Task instructions: Note how many lines in the entries contain the string "arched", then give that number and nothing else.

[Stored items from a collection]
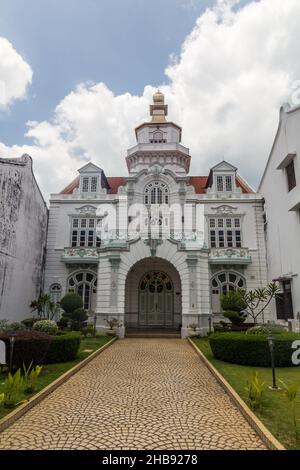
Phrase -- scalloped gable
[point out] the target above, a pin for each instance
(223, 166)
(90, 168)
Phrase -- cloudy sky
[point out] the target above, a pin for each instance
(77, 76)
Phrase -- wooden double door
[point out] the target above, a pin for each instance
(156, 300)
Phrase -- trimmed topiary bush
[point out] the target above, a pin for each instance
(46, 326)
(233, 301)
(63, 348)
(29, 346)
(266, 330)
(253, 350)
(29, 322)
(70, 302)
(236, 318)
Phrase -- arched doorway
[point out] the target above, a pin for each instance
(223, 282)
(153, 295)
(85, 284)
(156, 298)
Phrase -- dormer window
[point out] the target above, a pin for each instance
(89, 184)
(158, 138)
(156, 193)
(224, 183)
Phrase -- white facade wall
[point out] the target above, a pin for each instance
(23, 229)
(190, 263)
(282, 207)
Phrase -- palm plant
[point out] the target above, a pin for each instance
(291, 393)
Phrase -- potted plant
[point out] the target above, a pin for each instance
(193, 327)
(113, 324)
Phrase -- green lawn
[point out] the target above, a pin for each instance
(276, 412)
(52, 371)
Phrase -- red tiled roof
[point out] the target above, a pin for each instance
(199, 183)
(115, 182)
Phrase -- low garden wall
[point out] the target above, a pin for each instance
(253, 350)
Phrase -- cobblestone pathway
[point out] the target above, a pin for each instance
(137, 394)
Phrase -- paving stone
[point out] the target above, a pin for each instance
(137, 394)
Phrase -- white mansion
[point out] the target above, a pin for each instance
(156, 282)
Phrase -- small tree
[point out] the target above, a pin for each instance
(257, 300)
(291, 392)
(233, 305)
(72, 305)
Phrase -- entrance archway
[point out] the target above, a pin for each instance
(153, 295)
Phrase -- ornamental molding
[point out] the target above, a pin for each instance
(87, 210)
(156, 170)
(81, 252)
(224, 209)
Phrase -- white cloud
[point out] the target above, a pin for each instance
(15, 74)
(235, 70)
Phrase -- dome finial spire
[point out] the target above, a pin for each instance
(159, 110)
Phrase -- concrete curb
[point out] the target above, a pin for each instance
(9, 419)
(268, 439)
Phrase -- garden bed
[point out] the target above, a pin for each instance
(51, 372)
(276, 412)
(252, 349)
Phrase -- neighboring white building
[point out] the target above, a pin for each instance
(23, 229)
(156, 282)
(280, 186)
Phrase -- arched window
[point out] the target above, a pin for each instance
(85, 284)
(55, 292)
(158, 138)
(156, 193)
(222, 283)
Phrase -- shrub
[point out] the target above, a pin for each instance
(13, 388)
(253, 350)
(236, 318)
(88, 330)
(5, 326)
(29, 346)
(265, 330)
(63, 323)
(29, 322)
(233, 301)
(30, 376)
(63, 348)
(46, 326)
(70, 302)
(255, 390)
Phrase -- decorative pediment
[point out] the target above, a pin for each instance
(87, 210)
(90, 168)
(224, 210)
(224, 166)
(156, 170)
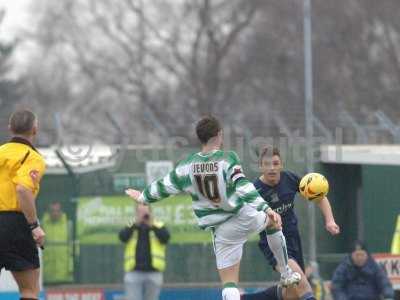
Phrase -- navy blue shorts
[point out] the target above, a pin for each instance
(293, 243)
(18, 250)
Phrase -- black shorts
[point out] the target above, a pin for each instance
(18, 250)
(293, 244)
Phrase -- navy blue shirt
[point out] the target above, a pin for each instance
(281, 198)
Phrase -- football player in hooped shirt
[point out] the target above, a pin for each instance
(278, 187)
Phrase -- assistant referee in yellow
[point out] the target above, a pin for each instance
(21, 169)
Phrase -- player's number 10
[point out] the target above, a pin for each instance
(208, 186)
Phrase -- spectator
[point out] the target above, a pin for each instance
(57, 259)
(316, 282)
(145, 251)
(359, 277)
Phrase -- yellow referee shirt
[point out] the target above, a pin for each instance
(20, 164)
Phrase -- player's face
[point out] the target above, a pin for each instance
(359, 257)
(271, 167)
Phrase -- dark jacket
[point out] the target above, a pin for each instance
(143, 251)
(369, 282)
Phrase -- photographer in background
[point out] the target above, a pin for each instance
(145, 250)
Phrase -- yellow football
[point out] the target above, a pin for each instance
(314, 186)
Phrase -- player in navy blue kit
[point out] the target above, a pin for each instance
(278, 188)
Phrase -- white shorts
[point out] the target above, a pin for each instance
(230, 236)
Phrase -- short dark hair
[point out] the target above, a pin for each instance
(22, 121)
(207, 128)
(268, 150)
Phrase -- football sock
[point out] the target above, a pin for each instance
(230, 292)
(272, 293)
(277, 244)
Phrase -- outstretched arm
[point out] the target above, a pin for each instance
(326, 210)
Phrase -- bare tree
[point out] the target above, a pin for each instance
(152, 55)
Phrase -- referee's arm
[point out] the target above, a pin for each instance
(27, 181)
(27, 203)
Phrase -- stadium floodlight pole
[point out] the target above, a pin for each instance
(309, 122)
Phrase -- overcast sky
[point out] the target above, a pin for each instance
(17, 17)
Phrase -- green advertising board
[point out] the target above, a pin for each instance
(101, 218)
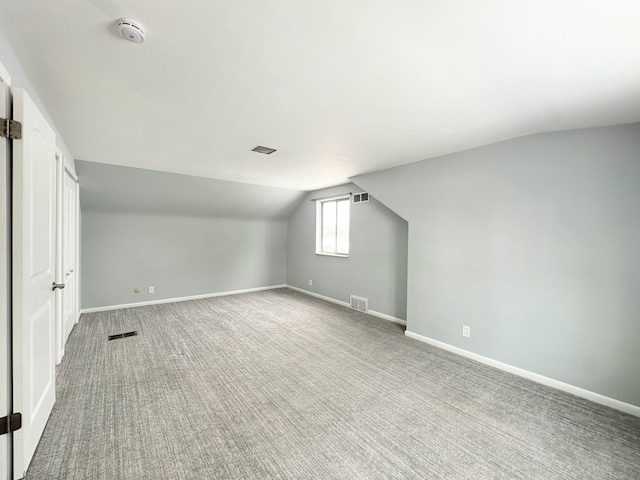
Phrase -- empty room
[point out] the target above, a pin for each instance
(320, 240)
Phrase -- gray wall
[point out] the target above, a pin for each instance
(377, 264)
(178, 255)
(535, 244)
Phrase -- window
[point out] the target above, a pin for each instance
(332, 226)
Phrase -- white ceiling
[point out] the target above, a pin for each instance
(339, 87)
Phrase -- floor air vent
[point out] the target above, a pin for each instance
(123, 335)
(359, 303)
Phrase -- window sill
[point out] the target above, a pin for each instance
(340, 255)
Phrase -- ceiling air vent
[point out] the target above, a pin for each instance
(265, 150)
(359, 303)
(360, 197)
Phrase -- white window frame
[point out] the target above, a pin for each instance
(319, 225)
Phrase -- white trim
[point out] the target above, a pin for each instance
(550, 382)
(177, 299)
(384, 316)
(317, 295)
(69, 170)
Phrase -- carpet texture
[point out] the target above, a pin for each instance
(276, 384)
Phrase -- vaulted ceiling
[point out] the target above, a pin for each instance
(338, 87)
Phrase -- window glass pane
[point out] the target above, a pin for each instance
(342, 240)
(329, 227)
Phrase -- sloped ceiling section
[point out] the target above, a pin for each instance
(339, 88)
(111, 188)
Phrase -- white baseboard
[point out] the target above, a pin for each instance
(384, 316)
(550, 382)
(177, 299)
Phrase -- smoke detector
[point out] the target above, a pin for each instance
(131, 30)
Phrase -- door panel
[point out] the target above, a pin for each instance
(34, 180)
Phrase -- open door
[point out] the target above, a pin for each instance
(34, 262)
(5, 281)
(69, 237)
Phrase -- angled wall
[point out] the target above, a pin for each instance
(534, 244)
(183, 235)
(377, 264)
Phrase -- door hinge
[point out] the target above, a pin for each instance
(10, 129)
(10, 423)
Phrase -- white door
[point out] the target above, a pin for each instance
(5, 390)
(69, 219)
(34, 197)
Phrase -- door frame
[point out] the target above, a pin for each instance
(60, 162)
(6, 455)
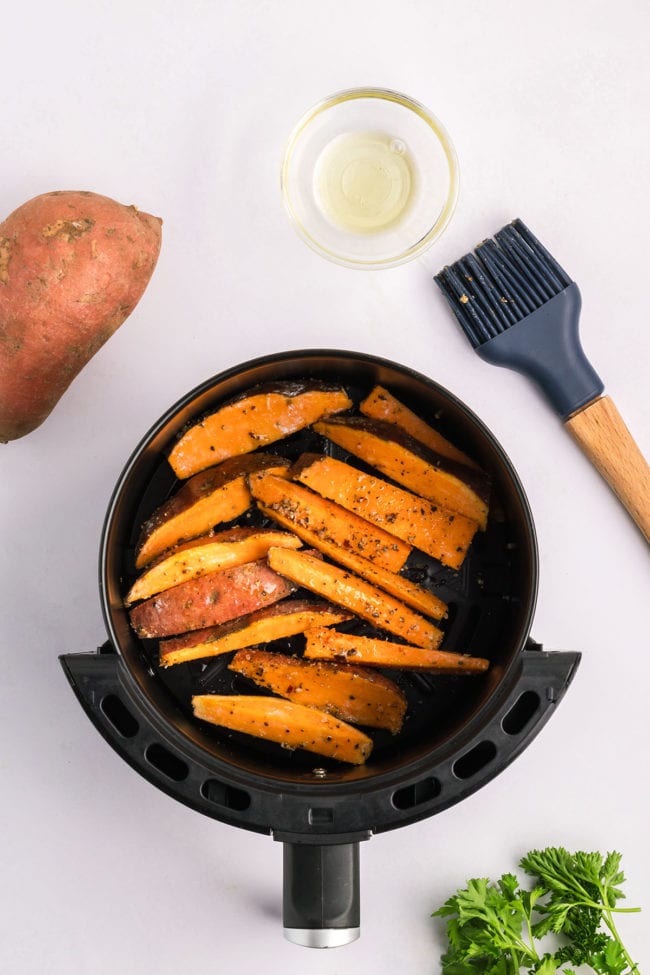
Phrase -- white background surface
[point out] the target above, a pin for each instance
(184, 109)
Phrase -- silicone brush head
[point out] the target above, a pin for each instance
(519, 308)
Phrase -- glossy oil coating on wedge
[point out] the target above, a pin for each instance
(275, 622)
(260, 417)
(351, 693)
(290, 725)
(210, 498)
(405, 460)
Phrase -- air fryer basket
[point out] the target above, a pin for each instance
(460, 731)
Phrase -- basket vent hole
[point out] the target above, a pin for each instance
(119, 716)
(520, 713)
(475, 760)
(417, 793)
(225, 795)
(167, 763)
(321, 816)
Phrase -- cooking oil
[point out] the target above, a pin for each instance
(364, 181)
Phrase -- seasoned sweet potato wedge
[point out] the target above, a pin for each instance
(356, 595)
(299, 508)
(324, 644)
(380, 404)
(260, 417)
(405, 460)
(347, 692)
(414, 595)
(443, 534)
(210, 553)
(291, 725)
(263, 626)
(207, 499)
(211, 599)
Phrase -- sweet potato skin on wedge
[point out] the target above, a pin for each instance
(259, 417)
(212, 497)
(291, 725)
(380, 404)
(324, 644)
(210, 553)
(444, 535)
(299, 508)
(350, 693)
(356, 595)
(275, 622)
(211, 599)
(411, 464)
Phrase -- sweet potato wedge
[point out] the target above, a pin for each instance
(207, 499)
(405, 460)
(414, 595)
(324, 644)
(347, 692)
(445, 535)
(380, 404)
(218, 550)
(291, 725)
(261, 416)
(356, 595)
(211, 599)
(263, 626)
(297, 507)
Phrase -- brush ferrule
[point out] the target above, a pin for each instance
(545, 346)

...

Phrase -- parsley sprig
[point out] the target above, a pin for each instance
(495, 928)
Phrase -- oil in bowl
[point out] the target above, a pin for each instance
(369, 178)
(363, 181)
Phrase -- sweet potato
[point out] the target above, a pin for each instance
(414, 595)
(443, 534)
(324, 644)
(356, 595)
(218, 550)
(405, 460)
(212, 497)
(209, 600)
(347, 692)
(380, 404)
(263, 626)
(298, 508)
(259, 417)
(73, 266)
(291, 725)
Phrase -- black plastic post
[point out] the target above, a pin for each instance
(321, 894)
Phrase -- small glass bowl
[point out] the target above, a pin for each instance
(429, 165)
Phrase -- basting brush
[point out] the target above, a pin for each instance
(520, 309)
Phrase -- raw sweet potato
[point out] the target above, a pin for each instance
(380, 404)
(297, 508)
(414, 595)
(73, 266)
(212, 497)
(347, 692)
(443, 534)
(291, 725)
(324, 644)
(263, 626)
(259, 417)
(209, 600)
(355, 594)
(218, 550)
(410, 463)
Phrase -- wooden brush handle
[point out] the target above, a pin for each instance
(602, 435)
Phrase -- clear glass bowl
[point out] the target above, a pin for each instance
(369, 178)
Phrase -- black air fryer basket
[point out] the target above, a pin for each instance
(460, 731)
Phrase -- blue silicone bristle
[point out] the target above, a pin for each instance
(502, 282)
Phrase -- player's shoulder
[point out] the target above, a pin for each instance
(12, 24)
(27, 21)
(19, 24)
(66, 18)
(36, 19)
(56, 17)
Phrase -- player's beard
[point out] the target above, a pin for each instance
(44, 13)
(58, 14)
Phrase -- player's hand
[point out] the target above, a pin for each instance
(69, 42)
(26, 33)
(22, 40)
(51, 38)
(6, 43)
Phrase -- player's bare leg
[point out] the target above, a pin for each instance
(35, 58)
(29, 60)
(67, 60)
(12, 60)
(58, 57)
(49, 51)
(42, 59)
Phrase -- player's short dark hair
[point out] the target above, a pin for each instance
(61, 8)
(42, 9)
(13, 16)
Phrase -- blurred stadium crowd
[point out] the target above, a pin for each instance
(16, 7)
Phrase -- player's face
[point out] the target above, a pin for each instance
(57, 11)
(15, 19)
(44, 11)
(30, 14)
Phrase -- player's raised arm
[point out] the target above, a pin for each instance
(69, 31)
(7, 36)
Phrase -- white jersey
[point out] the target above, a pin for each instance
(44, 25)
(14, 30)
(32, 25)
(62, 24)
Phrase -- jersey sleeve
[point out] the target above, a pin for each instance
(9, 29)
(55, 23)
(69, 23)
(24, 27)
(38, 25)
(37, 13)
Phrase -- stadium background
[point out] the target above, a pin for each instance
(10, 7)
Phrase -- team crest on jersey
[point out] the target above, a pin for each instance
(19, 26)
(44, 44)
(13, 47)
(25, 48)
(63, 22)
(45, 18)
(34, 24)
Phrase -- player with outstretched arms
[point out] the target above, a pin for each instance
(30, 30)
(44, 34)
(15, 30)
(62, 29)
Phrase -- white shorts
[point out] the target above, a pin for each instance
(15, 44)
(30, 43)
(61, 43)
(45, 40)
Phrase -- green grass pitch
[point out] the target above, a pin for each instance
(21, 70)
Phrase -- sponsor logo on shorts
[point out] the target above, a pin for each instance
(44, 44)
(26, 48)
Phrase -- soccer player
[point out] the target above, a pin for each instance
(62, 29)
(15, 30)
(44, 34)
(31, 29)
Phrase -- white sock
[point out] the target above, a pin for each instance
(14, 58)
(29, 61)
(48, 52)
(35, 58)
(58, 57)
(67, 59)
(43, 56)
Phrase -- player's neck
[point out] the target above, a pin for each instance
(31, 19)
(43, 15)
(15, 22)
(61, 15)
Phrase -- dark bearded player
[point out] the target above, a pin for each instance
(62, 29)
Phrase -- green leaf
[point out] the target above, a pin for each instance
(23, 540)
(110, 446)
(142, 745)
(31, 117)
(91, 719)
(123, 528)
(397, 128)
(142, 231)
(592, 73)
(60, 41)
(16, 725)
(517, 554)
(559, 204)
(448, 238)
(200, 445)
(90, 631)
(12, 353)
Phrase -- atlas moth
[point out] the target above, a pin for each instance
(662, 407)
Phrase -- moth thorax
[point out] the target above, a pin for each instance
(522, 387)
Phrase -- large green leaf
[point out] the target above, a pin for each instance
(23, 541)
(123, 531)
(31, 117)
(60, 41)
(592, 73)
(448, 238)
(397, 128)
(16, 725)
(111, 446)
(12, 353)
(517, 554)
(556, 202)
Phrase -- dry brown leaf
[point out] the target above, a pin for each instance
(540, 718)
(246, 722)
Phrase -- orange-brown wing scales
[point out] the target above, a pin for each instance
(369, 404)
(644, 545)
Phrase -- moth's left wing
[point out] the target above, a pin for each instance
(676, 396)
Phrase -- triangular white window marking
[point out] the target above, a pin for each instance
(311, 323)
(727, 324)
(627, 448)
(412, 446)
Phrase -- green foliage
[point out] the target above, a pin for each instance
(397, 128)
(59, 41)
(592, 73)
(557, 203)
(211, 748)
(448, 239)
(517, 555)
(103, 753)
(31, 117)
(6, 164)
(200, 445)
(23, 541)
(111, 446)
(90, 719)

...

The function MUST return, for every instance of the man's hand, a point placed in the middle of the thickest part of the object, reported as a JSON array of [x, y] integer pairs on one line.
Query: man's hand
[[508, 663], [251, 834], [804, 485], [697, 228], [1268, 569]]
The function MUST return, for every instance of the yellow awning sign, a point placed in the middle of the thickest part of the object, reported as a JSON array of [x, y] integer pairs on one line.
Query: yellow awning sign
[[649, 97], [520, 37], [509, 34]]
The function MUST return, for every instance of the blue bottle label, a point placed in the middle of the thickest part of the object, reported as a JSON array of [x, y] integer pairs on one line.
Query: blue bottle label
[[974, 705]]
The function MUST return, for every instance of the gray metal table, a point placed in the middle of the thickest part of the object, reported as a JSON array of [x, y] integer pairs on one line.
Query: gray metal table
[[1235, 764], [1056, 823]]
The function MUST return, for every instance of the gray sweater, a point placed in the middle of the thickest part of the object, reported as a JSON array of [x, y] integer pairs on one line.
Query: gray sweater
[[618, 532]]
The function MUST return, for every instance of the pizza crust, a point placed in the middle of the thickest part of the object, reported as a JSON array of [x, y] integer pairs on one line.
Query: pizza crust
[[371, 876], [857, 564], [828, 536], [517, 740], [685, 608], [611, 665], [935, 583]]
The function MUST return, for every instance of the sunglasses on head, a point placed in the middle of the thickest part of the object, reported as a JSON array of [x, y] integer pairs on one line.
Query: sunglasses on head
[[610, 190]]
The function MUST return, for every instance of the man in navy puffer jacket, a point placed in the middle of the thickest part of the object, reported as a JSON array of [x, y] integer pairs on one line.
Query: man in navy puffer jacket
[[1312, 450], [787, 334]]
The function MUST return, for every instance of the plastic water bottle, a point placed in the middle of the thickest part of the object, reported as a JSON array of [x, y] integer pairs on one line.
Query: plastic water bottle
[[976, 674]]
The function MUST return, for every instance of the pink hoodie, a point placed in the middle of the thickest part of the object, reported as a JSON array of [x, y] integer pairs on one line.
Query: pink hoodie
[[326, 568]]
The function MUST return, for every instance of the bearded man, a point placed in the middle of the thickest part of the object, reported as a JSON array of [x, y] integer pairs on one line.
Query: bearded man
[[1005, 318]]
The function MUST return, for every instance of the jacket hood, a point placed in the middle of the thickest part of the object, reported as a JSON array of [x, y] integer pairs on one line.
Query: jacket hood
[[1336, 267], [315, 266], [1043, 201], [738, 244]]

Output of the task: 2